● Work instructions
Collect each line of the data below that contains the word "concrete" and copy those lines in full.
[Record extracts start]
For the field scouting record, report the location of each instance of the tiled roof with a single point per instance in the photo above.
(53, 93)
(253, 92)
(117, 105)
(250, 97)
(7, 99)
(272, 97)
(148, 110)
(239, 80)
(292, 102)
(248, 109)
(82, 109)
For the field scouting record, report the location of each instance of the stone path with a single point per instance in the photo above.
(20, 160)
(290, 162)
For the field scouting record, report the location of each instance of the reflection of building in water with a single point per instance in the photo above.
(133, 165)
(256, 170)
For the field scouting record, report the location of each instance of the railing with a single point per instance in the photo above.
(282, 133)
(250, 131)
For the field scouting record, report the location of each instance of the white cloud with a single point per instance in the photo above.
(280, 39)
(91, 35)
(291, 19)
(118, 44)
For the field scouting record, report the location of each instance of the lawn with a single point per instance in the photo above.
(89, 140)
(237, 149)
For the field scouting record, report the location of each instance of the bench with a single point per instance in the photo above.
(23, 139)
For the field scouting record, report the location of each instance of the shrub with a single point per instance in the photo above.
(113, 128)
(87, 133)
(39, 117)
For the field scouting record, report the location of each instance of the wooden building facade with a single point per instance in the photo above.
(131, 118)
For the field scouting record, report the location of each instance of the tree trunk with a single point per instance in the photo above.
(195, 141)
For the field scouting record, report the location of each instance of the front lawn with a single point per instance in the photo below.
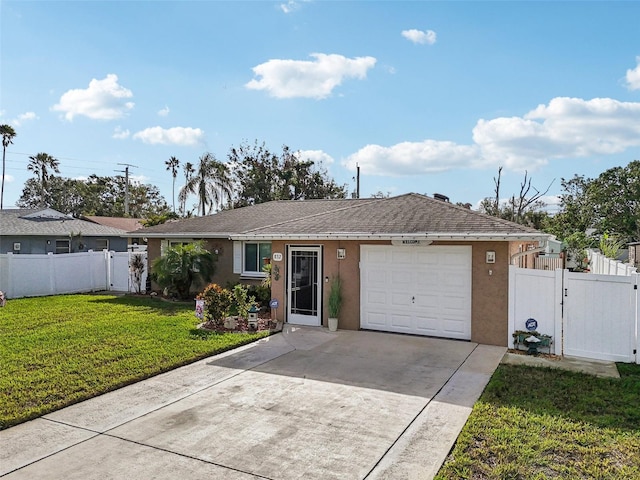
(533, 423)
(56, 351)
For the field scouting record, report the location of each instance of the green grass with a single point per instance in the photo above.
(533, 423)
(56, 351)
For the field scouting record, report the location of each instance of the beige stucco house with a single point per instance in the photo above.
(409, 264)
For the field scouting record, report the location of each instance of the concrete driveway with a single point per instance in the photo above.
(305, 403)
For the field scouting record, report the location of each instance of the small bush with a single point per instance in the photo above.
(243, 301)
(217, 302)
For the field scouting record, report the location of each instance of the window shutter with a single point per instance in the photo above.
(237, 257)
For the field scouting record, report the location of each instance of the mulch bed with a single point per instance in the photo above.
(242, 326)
[Record extracts end]
[Record extracts start]
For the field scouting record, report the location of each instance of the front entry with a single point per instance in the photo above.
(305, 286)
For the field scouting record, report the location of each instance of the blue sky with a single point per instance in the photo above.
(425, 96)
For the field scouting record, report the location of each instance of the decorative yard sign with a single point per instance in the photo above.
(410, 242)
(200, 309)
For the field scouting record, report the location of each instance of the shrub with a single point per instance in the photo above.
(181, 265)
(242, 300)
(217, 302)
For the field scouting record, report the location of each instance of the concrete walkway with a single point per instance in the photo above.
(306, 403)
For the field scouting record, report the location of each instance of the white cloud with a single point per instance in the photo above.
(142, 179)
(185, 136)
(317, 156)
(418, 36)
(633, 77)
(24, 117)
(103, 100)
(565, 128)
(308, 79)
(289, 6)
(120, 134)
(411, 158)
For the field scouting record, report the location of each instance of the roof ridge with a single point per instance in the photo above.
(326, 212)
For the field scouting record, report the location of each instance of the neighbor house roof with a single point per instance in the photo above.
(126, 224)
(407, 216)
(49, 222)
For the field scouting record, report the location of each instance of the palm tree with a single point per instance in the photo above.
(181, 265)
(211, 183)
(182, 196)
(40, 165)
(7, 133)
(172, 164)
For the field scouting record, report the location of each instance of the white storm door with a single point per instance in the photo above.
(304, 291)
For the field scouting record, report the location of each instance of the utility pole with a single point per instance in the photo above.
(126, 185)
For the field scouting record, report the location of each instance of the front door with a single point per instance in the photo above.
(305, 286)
[Record extracts end]
● Correct answer
For the field scouting record, report the location of each instance of the concrete driveway with a single point per instance in the photo above.
For the field scouting record, report the location of each instance of the concrete walkway with a single point per instance in the photo above.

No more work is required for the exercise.